Data provided:
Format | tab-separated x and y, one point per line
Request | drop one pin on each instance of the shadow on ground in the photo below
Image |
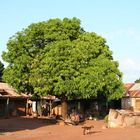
20	123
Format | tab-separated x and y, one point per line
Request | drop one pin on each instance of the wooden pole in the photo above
7	108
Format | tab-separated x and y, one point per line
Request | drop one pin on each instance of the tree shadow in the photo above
20	123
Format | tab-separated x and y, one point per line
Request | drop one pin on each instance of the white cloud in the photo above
130	69
132	33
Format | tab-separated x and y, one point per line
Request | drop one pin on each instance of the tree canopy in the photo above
1	70
58	57
137	81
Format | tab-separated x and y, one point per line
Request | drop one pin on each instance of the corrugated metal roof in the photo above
7	90
136	86
128	86
132	90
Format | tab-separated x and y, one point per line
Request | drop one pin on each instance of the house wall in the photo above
17	107
126	103
131	103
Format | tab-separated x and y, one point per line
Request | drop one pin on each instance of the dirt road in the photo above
42	129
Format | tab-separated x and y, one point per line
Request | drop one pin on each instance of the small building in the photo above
11	103
131	98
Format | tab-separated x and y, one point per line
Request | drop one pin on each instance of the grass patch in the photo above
2	133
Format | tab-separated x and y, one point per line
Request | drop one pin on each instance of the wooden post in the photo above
7	108
50	108
64	109
27	110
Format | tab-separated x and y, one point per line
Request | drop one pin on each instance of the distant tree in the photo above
137	81
58	57
1	70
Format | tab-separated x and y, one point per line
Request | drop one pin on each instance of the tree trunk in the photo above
64	109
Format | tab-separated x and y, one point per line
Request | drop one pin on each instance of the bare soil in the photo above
45	129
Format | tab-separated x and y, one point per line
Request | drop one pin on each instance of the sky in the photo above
118	21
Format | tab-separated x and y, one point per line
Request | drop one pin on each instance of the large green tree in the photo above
1	70
58	57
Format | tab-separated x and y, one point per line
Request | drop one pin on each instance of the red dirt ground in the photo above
43	129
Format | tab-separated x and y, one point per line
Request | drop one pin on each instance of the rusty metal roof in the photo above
6	91
132	90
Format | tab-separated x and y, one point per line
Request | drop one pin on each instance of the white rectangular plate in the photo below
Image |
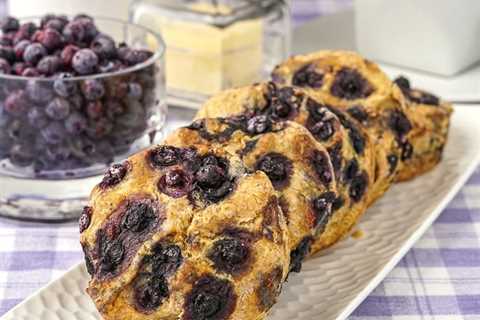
334	283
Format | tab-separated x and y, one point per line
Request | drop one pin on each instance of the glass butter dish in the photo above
215	45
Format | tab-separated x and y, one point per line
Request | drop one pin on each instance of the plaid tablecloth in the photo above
439	279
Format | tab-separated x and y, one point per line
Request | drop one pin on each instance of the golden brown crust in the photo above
250	212
333	128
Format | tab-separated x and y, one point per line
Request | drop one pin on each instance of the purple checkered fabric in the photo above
438	279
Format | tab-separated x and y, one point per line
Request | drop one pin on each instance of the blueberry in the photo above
358	186
135	90
63	86
138	216
5	67
85	61
308	77
20	47
49	65
75	123
51	39
277	167
37	118
21	155
39	91
85	219
150	294
30	73
7	53
104	46
299	254
17	103
321	165
34	53
230	255
134	57
54	133
19	68
93	89
58	109
211	298
56	24
259	124
8	24
67	54
95	110
349	84
163	156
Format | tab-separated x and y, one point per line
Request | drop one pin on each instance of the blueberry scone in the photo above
182	232
430	123
359	87
348	145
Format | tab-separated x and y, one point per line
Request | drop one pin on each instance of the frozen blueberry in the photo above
67	54
134	57
5	67
85	61
37	118
308	77
39	92
30	73
211	298
114	175
138	216
75	123
150	294
21	155
58	109
51	39
163	156
349	84
104	46
95	110
63	86
8	24
16	103
34	53
358	186
93	89
321	165
20	47
230	255
299	253
54	133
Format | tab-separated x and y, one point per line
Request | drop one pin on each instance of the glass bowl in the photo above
58	135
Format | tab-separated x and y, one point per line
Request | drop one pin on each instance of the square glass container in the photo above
214	45
50	161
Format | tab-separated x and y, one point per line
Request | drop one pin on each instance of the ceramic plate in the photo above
332	284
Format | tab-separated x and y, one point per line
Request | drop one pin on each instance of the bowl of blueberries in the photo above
76	95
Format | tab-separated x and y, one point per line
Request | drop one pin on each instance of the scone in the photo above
430	122
358	86
177	232
349	147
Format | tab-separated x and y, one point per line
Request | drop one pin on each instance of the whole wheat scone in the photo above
349	146
177	232
358	86
430	123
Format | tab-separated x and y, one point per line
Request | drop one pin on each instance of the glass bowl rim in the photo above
159	53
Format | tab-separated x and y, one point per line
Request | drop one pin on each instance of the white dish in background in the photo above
338	32
333	284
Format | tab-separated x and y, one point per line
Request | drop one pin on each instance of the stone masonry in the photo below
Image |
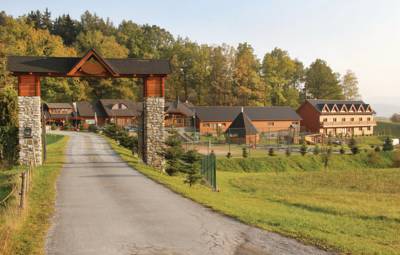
153	131
29	116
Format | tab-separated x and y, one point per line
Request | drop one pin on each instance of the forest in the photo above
201	73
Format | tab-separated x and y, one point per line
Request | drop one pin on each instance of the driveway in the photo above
105	207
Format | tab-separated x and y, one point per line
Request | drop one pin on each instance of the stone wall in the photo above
29	116
153	131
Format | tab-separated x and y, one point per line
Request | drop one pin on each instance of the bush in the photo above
93	128
374	158
355	150
396	159
245	153
388	144
316	150
303	149
271	152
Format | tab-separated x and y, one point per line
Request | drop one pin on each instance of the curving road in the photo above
105	207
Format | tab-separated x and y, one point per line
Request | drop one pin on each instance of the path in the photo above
105	207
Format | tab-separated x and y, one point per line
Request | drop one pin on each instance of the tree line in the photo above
201	73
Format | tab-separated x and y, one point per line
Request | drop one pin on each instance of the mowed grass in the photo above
353	211
24	232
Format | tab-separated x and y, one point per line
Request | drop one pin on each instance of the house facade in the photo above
217	119
337	117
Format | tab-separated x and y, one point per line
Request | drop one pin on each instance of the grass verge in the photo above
354	211
23	233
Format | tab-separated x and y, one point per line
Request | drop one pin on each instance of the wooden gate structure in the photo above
29	70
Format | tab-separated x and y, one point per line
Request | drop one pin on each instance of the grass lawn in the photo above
356	211
24	232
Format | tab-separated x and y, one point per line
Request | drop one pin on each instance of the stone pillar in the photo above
29	117
153	131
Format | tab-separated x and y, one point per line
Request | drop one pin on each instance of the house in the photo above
271	119
58	113
178	114
337	117
242	130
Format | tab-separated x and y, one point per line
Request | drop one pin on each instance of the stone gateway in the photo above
30	69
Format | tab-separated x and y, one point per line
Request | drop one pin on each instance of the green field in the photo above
387	129
24	232
349	211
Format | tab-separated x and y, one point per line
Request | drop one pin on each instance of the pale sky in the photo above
360	35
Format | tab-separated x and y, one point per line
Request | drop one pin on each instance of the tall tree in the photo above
247	82
321	82
282	75
350	86
67	28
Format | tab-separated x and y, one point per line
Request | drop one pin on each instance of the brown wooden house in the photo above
242	130
178	114
216	119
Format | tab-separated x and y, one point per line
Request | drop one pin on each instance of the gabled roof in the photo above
133	108
178	107
87	109
229	113
319	104
65	66
242	125
92	54
59	105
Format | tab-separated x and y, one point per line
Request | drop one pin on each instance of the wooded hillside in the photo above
203	74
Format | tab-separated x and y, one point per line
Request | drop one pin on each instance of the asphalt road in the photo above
105	207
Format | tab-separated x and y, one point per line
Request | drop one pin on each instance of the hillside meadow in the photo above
354	210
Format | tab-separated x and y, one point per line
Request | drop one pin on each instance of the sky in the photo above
361	35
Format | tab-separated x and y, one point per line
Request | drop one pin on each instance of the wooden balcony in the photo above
348	124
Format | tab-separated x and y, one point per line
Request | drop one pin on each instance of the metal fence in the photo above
209	170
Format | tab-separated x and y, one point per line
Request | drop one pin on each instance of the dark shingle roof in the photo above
133	108
242	126
229	113
62	65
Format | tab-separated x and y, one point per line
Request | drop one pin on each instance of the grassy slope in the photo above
25	233
349	211
387	128
309	162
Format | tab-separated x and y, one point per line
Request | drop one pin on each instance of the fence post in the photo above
23	190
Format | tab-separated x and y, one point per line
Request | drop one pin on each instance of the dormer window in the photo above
119	106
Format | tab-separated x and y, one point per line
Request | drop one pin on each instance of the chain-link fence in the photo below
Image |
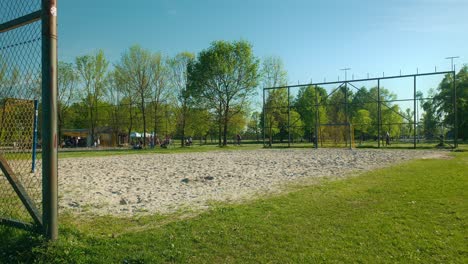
395	111
20	92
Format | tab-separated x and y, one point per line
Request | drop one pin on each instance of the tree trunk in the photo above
184	113
156	118
226	120
144	119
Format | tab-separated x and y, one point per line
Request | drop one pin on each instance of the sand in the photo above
129	185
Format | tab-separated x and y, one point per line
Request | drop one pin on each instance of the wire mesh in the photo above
20	85
394	111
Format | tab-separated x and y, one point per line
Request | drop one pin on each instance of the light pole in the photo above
451	60
346	106
346	71
455	115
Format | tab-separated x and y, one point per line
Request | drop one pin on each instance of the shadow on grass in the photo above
18	246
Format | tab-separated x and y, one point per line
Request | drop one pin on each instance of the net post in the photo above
414	113
34	146
289	119
49	117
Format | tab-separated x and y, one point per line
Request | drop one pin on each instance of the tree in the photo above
444	101
92	71
179	80
305	105
136	68
160	92
253	126
67	80
274	116
430	119
226	75
362	121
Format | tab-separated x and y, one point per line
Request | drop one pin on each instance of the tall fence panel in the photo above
392	111
23	144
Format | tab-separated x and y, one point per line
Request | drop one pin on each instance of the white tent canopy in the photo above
140	135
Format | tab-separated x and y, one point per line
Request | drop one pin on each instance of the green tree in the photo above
179	81
362	121
306	105
226	75
92	71
67	81
444	101
253	125
136	69
430	118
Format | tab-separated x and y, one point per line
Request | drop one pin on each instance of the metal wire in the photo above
20	85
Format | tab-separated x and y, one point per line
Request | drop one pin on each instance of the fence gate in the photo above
28	152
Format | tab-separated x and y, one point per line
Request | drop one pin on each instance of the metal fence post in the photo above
263	127
289	120
379	112
49	119
414	113
455	119
317	118
34	146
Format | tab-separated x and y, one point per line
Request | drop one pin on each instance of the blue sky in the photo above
313	38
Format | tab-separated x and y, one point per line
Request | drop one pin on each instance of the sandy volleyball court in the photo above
164	183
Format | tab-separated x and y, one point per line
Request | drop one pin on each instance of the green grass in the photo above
411	213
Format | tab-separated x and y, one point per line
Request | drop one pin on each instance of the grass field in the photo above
415	212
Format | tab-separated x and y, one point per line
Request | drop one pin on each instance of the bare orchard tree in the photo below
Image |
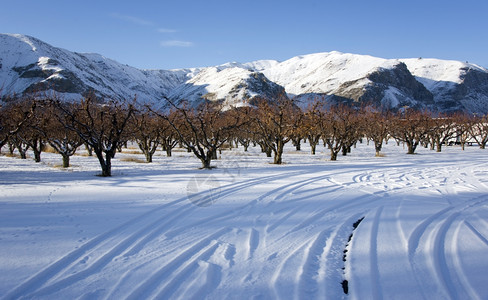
33	134
411	127
13	117
146	132
203	129
311	125
338	126
169	138
376	126
59	137
101	126
479	130
443	128
276	122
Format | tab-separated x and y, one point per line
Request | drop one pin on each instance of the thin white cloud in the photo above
176	43
166	30
131	19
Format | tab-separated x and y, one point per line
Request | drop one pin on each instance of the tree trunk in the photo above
411	146
313	146
333	154
89	150
297	143
22	151
206	160
148	155
105	163
65	160
37	154
378	145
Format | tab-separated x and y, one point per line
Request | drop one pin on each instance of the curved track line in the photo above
151	285
373	252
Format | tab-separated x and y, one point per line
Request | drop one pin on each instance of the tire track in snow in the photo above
373	252
184	262
461	274
253	242
476	232
283	291
313	269
438	253
135	241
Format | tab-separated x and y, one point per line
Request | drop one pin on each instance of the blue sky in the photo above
187	33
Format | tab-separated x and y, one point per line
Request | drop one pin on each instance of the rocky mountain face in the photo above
28	64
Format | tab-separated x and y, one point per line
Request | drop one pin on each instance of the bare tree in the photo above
146	132
339	127
169	138
59	137
411	127
479	130
203	129
376	126
101	126
13	117
442	128
276	123
311	126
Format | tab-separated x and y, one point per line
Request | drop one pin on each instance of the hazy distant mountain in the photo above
28	64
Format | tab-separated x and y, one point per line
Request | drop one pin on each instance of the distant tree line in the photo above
105	127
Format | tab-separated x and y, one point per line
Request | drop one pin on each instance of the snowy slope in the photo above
28	63
247	229
232	85
454	84
323	72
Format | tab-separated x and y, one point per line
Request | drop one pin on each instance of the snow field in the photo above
247	229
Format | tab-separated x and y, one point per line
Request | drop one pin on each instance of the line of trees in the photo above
104	127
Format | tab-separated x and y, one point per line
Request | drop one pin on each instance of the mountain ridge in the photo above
28	64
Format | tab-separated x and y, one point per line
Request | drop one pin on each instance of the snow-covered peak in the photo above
431	71
233	85
323	72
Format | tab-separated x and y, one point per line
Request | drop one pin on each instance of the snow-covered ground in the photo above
247	229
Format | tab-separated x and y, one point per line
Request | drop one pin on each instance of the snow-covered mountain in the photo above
28	64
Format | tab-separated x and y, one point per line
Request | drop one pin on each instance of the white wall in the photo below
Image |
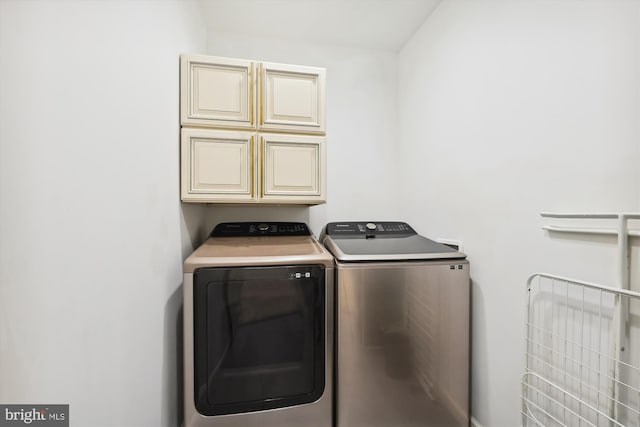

What you have to do:
Pick out every line in the records above that contains the word "field".

In response:
Request | drop one pin on each instance of the green field in the photo above
Request | drop one pin on each instance of the grass field in the photo above
Request | drop one pin on each instance of the snow field in the photo above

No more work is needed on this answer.